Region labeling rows

┄┄┄┄┄┄

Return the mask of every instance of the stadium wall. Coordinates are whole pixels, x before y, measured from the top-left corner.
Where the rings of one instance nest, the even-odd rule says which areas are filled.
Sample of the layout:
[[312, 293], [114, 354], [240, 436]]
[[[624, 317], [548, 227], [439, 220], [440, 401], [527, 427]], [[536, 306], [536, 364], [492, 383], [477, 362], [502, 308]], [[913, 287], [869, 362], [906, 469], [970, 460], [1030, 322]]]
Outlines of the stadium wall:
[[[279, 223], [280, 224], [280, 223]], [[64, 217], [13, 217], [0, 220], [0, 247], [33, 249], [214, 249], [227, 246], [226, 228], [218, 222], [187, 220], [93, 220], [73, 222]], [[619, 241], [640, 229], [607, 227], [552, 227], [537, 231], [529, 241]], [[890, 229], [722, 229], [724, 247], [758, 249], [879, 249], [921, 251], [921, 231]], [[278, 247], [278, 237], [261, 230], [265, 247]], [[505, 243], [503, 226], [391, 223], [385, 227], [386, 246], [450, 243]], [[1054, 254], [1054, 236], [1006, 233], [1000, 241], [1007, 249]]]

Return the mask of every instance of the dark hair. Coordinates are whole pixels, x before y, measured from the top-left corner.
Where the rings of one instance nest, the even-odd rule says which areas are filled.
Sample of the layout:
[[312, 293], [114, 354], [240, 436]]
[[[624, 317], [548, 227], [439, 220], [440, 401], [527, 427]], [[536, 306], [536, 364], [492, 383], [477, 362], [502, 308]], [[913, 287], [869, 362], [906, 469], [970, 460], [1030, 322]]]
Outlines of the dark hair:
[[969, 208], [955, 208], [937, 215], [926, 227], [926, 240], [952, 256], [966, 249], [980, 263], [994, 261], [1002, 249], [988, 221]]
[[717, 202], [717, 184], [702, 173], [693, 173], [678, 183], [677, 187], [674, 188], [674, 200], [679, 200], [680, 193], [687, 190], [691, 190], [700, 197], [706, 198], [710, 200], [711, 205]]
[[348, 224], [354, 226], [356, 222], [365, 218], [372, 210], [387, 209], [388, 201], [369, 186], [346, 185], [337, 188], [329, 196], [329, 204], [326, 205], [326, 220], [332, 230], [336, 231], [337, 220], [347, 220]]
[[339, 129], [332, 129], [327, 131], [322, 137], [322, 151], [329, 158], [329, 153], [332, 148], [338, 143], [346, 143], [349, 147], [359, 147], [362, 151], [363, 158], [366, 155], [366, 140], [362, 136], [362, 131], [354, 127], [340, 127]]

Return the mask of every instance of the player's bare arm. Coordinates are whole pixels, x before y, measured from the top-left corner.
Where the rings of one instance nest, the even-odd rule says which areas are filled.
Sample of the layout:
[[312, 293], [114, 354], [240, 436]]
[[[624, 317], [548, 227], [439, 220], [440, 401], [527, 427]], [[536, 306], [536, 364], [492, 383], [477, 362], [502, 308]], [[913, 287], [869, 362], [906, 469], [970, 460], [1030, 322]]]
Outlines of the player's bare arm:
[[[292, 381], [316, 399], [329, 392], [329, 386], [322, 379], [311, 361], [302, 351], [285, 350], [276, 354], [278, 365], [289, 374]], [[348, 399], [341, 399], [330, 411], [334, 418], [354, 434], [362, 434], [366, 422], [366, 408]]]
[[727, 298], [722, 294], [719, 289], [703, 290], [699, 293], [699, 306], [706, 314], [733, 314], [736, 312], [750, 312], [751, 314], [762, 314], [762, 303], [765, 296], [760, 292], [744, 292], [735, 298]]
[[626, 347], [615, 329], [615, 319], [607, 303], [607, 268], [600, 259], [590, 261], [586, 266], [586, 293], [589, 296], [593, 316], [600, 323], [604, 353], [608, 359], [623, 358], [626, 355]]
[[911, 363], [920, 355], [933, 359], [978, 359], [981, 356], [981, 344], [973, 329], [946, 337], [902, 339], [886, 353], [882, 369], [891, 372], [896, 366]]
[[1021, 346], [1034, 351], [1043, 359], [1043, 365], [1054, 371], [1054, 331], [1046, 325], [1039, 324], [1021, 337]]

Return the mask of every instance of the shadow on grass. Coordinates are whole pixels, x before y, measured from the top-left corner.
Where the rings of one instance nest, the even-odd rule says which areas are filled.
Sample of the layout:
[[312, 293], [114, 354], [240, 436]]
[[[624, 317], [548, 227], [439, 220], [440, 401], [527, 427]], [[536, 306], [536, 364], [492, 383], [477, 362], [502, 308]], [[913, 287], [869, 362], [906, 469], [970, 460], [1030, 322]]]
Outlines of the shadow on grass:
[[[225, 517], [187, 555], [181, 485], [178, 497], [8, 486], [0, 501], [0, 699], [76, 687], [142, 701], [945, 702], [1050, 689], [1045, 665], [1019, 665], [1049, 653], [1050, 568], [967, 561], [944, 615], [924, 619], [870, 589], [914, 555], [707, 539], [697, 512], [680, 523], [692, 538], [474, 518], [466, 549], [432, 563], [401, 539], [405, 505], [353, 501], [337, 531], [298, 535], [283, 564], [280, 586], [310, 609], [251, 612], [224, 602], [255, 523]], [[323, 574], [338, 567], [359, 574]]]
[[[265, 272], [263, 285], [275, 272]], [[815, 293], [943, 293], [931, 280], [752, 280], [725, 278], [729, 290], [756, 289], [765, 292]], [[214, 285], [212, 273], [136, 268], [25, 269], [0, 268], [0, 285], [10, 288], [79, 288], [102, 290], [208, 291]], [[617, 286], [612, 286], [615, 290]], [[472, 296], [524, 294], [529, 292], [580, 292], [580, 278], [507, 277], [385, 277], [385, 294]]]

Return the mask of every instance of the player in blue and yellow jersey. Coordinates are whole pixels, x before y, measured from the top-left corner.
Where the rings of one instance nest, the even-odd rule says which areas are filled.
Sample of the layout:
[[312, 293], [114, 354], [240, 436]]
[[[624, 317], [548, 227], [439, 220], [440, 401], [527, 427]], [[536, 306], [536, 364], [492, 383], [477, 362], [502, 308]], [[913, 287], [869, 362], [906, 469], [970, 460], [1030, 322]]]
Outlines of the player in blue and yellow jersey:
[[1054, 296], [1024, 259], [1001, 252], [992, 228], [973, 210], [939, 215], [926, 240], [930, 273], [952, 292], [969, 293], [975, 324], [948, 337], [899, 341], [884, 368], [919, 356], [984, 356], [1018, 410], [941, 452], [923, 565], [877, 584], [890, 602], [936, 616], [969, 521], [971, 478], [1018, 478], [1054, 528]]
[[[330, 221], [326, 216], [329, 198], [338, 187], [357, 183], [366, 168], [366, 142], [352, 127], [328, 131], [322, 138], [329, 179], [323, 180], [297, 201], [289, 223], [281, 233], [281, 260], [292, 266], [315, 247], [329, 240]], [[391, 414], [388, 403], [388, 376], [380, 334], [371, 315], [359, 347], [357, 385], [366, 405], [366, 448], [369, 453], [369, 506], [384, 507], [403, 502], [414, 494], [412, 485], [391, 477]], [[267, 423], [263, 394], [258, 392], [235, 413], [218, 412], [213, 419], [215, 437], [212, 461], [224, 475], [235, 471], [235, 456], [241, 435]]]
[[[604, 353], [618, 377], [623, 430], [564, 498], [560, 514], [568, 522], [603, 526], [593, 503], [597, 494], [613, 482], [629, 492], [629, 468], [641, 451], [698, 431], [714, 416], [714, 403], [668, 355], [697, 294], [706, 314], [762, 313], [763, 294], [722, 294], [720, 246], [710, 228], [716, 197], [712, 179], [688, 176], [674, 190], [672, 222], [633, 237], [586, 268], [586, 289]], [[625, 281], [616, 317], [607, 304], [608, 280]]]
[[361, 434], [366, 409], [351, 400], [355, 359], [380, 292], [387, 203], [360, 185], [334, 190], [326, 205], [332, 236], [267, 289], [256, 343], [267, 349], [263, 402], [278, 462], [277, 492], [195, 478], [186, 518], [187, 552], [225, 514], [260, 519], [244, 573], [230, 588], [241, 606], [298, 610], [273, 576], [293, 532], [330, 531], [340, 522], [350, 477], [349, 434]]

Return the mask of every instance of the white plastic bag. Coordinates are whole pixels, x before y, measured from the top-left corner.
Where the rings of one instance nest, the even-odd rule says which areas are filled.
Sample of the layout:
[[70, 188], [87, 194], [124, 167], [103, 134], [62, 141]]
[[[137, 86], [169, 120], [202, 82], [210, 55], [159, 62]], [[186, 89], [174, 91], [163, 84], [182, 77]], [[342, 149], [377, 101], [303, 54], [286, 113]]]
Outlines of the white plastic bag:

┄┄┄┄┄┄

Could you rewrite the rows from the very first line through the line containing "Outlines of the stadium", swapping each "instance" for "object" and leaving everything else as it is?

* _CORRECT RESULT_:
Return the mask of every object of the stadium wall. Coordinates are whole pixels, x before y, measured from the top-left corner.
Where the rings of one object nest, the even-odd rule says which areas are filled.
Sample of the layout:
[[312, 293], [114, 354], [240, 436]]
[[[624, 317], [548, 227], [439, 220], [440, 401], [527, 427]], [[536, 306], [536, 364], [492, 383], [477, 362], [502, 308]], [[913, 287], [869, 362], [906, 469], [970, 460], [1030, 322]]]
Outlines of the stadium wall:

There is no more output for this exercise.